> [TO-DO LIST]:
(1) From the passage below about the Brooks indictment, list every check that the chart is said to include, giving each check's date and amount.
(2) In the passage below about the Brooks indictment, how much DHB money does the indictment say Brooks used to buy trucks and equipment trailers?

> [PASSAGE PROVIDED]:
════════════════════
The chart goes on to list three “Bonus for Brooks’ Horse Trainer” DHB checks: in December 2003 for $10,000, December 2004 for $20,000 and December 2005 for $10,000, as well as a separate 2002 DHB check for $8,460 to “Brooks’ Horse Trainer.” 

Other listings on the chart include a subsidiary’s check in July 2003 for $10,000 for “Brooks’ Horse Broker” and a subsidiary’s check in February 2002 for $34,000 for “Attorneys Representing Brooks in Matter Regarding his Horse Business.” 

The indictment states that the horse business payments “included, but was not limited to,” the payments set forth above. 

Vehicles For Brooks’s Personal, Family and Non-DHB Business Use 

Under this part of the indictment, it alleges that “the defendant Brooks used more than $50,000 of DHB funds to purchase trucks and equipment trailers that were used exclusively for the benefit of his non-DHB horse businesses.” These purchases are cited later in the indictment as proof that Brooks failed to tell DHB’s independent auditors about these and other personal purchases which, as a result, were never disclosed to investors or to the Securities and Exchange Commission (“SEC”), the government’s regulatory and enforcement entity for the purchase and sale of stock in public companies like DHB.
════════════════════
> [ITEMS]:
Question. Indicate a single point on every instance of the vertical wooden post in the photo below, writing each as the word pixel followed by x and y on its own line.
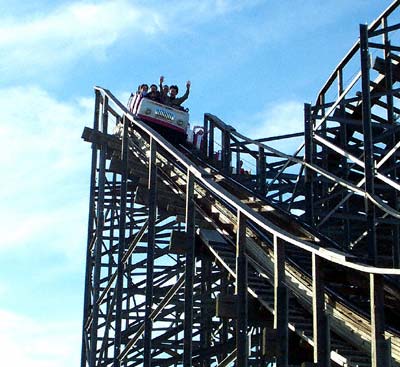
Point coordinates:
pixel 308 156
pixel 261 171
pixel 189 270
pixel 119 288
pixel 390 119
pixel 368 146
pixel 226 152
pixel 281 306
pixel 206 330
pixel 205 143
pixel 379 349
pixel 320 324
pixel 241 291
pixel 152 188
pixel 99 239
pixel 85 354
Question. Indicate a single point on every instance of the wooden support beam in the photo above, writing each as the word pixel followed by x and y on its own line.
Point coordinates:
pixel 281 304
pixel 320 323
pixel 241 291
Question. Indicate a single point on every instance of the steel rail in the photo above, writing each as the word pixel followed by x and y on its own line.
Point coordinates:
pixel 201 175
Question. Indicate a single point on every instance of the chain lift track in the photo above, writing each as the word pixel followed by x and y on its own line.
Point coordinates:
pixel 191 262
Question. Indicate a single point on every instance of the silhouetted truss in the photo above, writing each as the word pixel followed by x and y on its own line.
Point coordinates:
pixel 193 262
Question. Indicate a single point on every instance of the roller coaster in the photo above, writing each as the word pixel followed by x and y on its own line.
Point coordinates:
pixel 191 262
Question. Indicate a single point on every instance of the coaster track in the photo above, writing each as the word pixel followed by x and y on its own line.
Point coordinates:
pixel 191 263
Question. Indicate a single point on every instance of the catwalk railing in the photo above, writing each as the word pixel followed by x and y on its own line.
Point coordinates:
pixel 343 178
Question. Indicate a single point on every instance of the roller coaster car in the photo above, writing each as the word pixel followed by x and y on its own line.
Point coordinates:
pixel 170 122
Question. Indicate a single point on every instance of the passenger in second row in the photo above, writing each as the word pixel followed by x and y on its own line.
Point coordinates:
pixel 172 99
pixel 154 94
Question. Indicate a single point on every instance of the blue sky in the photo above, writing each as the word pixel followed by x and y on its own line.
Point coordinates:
pixel 253 63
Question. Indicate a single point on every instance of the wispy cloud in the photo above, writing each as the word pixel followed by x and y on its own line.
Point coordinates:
pixel 276 120
pixel 27 342
pixel 45 166
pixel 30 44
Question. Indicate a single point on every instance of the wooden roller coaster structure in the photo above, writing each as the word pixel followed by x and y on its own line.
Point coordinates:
pixel 191 262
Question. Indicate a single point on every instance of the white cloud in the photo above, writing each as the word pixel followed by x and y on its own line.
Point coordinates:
pixel 28 342
pixel 33 43
pixel 45 170
pixel 278 119
pixel 37 43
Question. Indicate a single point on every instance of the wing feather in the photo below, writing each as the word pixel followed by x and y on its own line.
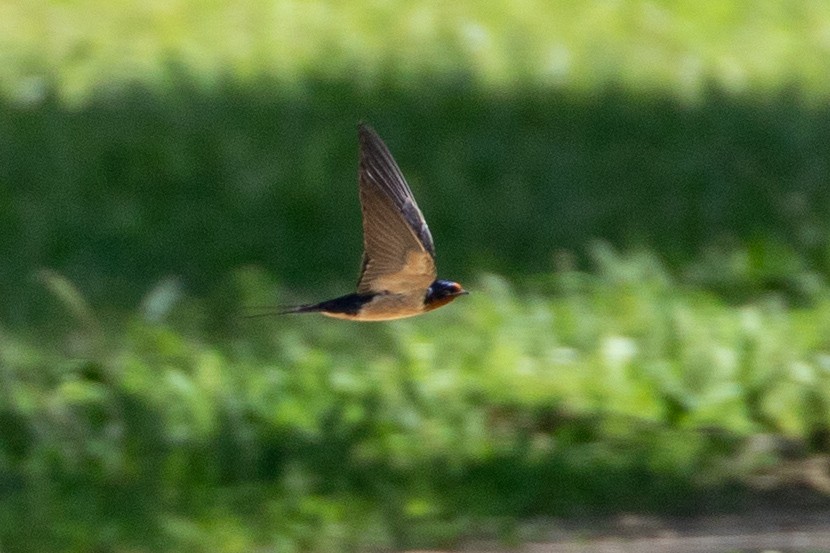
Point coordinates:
pixel 398 249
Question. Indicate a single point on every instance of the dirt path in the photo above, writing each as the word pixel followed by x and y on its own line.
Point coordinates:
pixel 792 524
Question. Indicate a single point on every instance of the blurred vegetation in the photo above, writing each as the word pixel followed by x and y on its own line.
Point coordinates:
pixel 647 178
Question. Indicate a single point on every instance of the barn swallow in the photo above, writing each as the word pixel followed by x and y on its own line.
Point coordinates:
pixel 398 275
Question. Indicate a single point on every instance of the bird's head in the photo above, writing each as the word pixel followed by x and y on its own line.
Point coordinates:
pixel 442 292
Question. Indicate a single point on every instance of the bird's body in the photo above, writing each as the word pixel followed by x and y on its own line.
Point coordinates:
pixel 398 276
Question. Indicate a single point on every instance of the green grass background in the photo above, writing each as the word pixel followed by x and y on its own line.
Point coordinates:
pixel 635 192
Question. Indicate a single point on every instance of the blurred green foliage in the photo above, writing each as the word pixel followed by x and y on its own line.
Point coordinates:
pixel 649 177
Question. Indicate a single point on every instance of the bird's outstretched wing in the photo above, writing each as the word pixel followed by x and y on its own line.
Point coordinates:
pixel 399 255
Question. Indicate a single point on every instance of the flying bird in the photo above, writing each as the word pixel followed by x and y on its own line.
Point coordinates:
pixel 398 277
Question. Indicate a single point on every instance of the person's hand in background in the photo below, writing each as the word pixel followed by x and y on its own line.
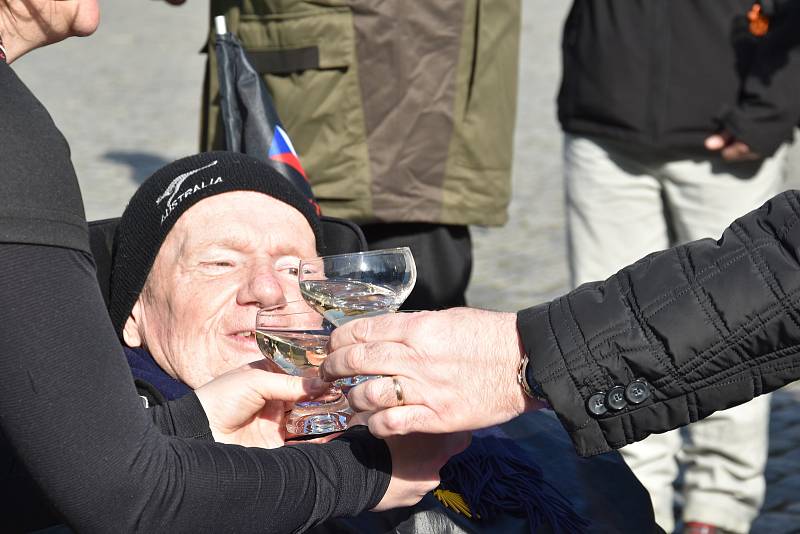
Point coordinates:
pixel 442 371
pixel 730 148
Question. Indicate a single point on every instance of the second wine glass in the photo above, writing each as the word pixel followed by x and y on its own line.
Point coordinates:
pixel 343 287
pixel 296 337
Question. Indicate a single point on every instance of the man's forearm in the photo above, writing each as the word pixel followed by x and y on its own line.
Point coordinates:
pixel 674 337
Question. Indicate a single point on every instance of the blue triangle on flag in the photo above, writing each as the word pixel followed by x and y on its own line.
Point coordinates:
pixel 280 143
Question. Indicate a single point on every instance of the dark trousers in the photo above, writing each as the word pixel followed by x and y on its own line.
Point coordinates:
pixel 442 253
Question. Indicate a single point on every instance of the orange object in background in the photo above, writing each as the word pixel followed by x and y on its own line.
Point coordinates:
pixel 758 21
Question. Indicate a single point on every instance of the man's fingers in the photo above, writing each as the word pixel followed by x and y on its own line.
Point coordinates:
pixel 381 393
pixel 275 386
pixel 404 420
pixel 387 327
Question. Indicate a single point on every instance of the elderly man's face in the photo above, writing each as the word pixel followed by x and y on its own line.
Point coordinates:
pixel 225 257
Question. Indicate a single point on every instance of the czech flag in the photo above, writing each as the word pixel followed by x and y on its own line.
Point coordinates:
pixel 251 123
pixel 281 149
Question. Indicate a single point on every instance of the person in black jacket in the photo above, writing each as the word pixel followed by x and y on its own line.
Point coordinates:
pixel 70 418
pixel 665 342
pixel 676 116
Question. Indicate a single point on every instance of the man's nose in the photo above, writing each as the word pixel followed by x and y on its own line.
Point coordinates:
pixel 263 287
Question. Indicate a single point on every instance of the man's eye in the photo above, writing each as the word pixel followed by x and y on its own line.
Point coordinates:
pixel 291 271
pixel 218 264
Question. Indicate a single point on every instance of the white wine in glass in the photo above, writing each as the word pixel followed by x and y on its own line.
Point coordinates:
pixel 345 286
pixel 296 338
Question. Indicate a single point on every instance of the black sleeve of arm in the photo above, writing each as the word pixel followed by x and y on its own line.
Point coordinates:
pixel 182 417
pixel 768 108
pixel 708 325
pixel 69 409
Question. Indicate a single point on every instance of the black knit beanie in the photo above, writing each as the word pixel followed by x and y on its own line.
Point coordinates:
pixel 172 190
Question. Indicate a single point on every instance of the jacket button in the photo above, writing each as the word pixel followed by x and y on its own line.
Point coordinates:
pixel 597 403
pixel 637 391
pixel 616 398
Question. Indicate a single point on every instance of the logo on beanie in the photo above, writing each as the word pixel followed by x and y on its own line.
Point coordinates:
pixel 172 190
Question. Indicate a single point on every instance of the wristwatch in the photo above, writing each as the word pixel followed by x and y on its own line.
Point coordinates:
pixel 531 388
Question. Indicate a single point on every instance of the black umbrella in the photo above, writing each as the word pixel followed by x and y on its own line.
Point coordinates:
pixel 252 125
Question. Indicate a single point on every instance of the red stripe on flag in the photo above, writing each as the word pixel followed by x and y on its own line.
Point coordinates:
pixel 292 161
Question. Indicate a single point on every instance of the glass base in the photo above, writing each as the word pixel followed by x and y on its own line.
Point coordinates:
pixel 312 417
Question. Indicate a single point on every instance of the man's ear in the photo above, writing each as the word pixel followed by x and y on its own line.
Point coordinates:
pixel 131 333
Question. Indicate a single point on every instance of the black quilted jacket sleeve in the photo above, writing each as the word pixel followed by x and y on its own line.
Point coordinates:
pixel 707 325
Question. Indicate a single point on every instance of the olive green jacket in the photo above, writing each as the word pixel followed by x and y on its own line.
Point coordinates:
pixel 401 111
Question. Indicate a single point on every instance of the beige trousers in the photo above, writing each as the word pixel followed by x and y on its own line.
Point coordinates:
pixel 623 202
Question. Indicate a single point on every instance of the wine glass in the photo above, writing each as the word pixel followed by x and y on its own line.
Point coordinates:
pixel 295 337
pixel 343 287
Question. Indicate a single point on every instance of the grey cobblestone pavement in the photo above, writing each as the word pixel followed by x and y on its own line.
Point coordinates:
pixel 127 99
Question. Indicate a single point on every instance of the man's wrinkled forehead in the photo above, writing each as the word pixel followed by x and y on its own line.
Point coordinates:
pixel 204 225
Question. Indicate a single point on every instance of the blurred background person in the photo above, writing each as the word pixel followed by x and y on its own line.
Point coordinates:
pixel 403 118
pixel 676 118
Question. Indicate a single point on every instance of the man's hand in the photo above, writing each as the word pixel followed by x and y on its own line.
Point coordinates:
pixel 416 461
pixel 454 370
pixel 247 406
pixel 730 148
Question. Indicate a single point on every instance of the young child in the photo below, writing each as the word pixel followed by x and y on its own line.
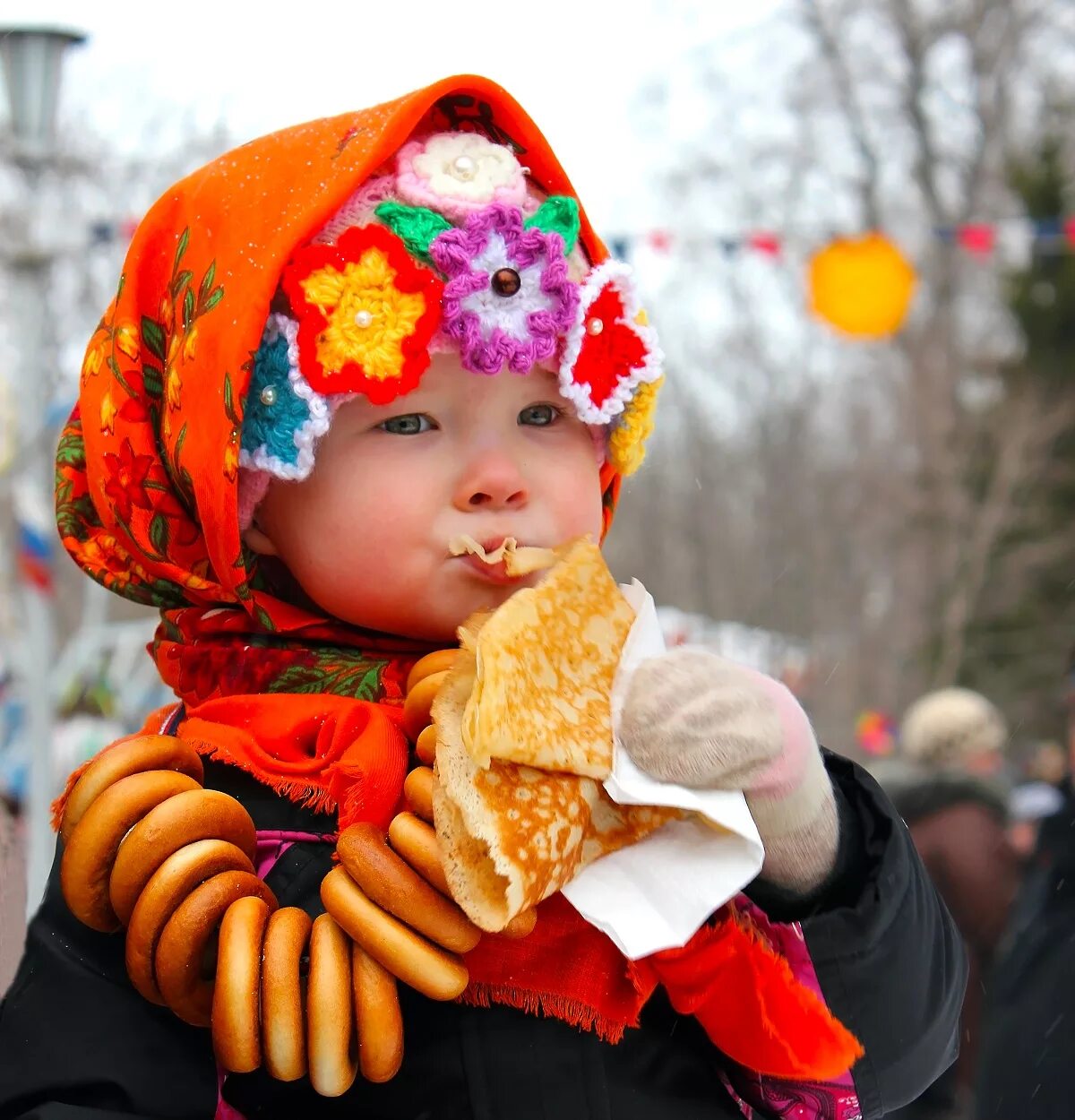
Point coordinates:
════════════════════
> [SOLUTIONS BY TASK]:
(1)
- December 2003: $10,000 (DHB, "Bonus for Brooks' Horse Trainer")
- December 2004: $20,000 (DHB, "Bonus for Brooks' Horse Trainer")
- December 2005: $10,000 (DHB, "Bonus for Brooks' Horse Trainer")
- 2002: $8,460 (DHB, "Brooks' Horse Trainer")
- July 2003: $10,000 (subsidiary, "Brooks' Horse Broker")
- February 2002: $34,000 (subsidiary, "Attorneys Representing Brooks in Matter Regarding his Horse Business")

(2) More than $50,000.